An immense amount of biomedical research goes into understanding how cancer works. However, the results are often inconclusive, confusing, and difficult to apply to other studies or in clinical settings—so much so that half of clinical trials don’t publish their findings in scientific journals.

ICES researcher Thomas Yankeelov thinks cancer research could benefit from a new approach: treating the disease like a math problem.

“Our point of view is that without a mathematical model behind how cancer evolves in time and in space, we’re left to trial and error, ” Yankeelov said. “So, our goal is to come up with the theory so that when we put in patient-specific information we can make patient-specific predictions of how the disease will evolve in time.”

Yankeelov is the director of the ICES Center for Computational Oncology, the latest research center at the institute, where research is guided by developing a mathematical theory for how cancer initiates, grows, spreads, and responds to treatment. He arrived at UT this spring of 2016 where he is also a professor of biomedical engineering and holds an appointment in the university’s Dell Medical School.

His new center brings together other multidisciplinary cancer researchers from across ICES and UT, and includes ICES Director Tinsley Oden; Amy Brock, an assistant professor in the UT Department of Biomedical Engineering; and Nichole Rylander, an associate professor in the Department of Mechanical Engineering. Both Brock and Rylander are affiliated researchers at the institute.

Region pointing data
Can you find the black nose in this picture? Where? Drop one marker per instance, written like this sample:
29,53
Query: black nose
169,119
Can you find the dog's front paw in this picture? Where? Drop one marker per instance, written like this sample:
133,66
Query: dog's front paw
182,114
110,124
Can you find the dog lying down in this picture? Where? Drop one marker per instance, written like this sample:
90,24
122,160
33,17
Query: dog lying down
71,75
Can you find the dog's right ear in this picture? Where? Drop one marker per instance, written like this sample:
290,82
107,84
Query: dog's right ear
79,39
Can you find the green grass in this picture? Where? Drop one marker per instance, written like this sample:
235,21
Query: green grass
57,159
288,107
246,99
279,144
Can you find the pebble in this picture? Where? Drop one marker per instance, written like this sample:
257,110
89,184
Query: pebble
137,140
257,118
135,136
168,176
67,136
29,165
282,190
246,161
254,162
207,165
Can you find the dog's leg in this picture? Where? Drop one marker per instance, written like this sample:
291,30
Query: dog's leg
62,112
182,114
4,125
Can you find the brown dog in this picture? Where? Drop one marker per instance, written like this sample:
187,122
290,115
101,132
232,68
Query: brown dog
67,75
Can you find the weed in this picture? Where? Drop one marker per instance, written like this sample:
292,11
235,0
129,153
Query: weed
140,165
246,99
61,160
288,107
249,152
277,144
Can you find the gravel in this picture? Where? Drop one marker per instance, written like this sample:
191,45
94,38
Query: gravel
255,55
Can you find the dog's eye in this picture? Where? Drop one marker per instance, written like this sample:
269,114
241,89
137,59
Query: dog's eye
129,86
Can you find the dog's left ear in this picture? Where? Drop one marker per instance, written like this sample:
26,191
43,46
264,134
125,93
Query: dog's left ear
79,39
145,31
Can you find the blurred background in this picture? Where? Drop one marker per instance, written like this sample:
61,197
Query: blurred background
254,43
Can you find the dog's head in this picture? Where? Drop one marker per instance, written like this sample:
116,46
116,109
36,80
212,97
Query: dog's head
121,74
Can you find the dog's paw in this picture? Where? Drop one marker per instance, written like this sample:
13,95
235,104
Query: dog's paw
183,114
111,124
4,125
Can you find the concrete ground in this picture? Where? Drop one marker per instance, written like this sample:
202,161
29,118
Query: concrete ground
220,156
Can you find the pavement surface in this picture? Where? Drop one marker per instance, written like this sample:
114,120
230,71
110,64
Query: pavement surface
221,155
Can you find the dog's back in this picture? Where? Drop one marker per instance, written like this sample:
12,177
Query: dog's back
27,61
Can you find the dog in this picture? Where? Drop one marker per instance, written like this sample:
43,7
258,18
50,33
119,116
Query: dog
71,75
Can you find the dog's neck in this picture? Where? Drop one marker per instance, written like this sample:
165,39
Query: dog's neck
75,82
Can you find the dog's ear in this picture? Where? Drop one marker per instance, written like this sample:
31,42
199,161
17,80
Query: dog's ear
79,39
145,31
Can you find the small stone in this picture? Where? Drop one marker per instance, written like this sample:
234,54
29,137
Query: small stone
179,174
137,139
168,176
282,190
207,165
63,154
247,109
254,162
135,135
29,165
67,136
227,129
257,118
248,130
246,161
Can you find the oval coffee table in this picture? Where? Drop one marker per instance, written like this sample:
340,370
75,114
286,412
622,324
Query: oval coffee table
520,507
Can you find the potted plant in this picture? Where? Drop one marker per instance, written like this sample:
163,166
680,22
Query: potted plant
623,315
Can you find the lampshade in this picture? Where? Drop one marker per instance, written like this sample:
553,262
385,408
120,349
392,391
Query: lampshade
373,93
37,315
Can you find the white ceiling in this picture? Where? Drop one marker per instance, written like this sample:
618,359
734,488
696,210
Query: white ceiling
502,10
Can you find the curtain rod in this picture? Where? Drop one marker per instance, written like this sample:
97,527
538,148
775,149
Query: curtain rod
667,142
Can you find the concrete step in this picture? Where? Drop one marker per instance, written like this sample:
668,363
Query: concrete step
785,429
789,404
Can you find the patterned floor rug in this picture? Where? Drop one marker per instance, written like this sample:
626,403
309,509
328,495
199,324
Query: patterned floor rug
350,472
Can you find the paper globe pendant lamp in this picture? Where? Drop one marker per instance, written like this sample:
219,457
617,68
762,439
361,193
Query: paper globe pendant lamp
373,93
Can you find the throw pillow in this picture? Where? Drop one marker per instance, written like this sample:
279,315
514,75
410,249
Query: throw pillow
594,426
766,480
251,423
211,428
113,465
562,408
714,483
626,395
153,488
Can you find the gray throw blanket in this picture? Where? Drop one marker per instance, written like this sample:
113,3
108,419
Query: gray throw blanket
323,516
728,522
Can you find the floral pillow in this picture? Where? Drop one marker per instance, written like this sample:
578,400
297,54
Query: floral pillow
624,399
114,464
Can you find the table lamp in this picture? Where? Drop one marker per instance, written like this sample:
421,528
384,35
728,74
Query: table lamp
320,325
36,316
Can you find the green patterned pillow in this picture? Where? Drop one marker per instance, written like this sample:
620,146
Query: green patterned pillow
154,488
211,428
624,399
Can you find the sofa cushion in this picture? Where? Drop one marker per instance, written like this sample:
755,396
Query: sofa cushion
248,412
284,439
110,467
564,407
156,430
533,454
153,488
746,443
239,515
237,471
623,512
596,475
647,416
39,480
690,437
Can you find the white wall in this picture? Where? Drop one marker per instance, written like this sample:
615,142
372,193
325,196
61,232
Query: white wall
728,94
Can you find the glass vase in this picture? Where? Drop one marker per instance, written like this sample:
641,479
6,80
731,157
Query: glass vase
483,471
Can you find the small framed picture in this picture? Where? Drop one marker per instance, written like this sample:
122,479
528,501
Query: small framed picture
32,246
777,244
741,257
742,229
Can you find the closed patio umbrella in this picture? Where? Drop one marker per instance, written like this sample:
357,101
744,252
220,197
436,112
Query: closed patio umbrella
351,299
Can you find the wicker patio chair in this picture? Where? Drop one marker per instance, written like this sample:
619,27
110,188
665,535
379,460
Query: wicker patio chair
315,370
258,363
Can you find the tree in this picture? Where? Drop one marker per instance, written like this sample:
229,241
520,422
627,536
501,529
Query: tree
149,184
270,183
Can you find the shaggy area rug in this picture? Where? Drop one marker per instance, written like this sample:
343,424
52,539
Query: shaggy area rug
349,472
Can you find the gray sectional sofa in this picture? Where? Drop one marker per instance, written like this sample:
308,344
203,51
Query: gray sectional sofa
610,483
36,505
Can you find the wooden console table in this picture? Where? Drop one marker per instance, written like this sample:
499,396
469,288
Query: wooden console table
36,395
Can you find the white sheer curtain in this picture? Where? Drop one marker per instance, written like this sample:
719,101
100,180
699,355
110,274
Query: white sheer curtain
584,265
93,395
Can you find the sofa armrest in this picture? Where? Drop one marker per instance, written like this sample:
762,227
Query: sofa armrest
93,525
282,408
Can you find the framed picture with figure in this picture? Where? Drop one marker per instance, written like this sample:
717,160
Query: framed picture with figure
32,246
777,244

Your task: For each statement, decide whether the article on mathematical cancer research supports it, and give yes or no together with the deciding words quoted from the article. (a) Yankeelov came to UT in the spring of 2016. (b) Amy Brock is an associate professor in the Department of Mechanical Engineering. (c) Half of clinical trials do not publish their findings in scientific journals.

Solution to this problem:
(a) Yes: "He arrived at UT this spring of 2016"
(b) No: "Amy Brock, an assistant professor in the UT Department of Biomedical Engineering"
(c) Yes: "half of clinical trials don’t publish their findings in scientific journals"